-- REQUEST --
From the mailing-list thread below, list every drawback of wbinvd that it names.

-- SELECTED PASSAGE --
·····

Re: [Intel-gfx] [PATCH 2/4] drm/cache: Try to be smarter about clflushing on x86

2014-12-14 Thread Chris Wilson
On Sat, Dec 13, 2014 at 07:08:22PM -0800, Ben Widawsky wrote:
 Any GEM driver which has very large objects and a slow CPU is subject to very
 long waits simply for clflushing incoherent objects. Generally, each 
 individual
 object is not a problem, but if you have very large objects, or very many
 objects, the flushing begins to show up in profiles. Because on x86 we know 
 the
 cache size, we can easily determine when an object will use all the cache, and
 forego iterating over each cacheline.
 
 We need to be careful when using wbinvd. wbinvd() is itself potentially slow
 because it requires synchronizing the flush across all CPUs so they have a
 coherent view of memory. This can result in either stalling work being done on
 other CPUs, or this call itself stalling while waiting for a CPU to accept the
 interrupt. Also, wbinvd() also has the downside of invalidating all 
 cachelines,
 so we don't want to use it unless we're sure we already own most of the
 cachelines.
 
 The current algorithm is very naive. I think it can be tweaked more, and it
 would be good if someone else gave it some thought. I am pretty confident in
 i915, we can even skip the IPI in the execbuf path with minimal code change 
 (or
 perhaps just some verifying of the existing code). It would be nice to hear 
 what
 other developers who depend on this code think.

One of the things wbinvd is considered evil for is that it blocks the
CPU for an indeterminate amount of time - upsetting latency critcial
aspects of the OS. For example, the x86/mm has similar code to use
wbinvd for large clflushes that caused a bit of controversy with RT:

http://linux-kernel.2935.n7.nabble.com/PATCH-x86-Use-clflush-instead-of-wbinvd-whenever-possible-when-changing-mapping-td493751.html

and also the use of wbinvd in the nvidia driver has also been noted as
evil by RT folks.

However as the wbinvd still exists, it can't be all that bad...

 Cc: Intel GFX intel-gfx@lists.freedesktop.org
 Signed-off-by: Ben Widawsky b...@bwidawsk.net
 ---
  drivers/gpu/drm/drm_cache.c | 20 +---
  1 file changed, 17 insertions(+), 3 deletions(-)
 
 diff --git a/drivers/gpu/drm/drm_cache.c b/drivers/gpu/drm/drm_cache.c
 index d7797e8..6009c2d 100644
 --- a/drivers/gpu/drm/drm_cache.c
 +++ b/drivers/gpu/drm/drm_cache.c
 @@ -64,6 +64,20 @@ static void drm_cache_flush_clflush(struct page *pages[],
   drm_clflush_page(*pages++);
   mb();
  }
 +
 +static bool
 +drm_cache_should_clflush(unsigned long num_pages)
 +{
 + const int cache_size = boot_cpu_data.x86_cache_size;

Maybe const int cpu_cache_size = boot_cpu_data.x86_cache_size  2; /* in pages 
*/

Just to make it clear where the factor of 4 is required.

·····

-- ROWS --

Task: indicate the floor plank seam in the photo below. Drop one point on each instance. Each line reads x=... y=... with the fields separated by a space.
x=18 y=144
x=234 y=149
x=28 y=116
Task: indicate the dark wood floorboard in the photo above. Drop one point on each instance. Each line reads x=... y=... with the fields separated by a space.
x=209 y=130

·····

-- RESPONSE TO THE TASK --
- It is potentially slow because it must synchronize the flush across all CPUs so they have a coherent view of memory.
- It can stall work being done on other CPUs.
- The call itself can stall while waiting for a CPU to accept the interrupt.
- It invalidates all cachelines.
- It blocks the CPU for an indeterminate amount of time, upsetting latency-critical aspects of the OS.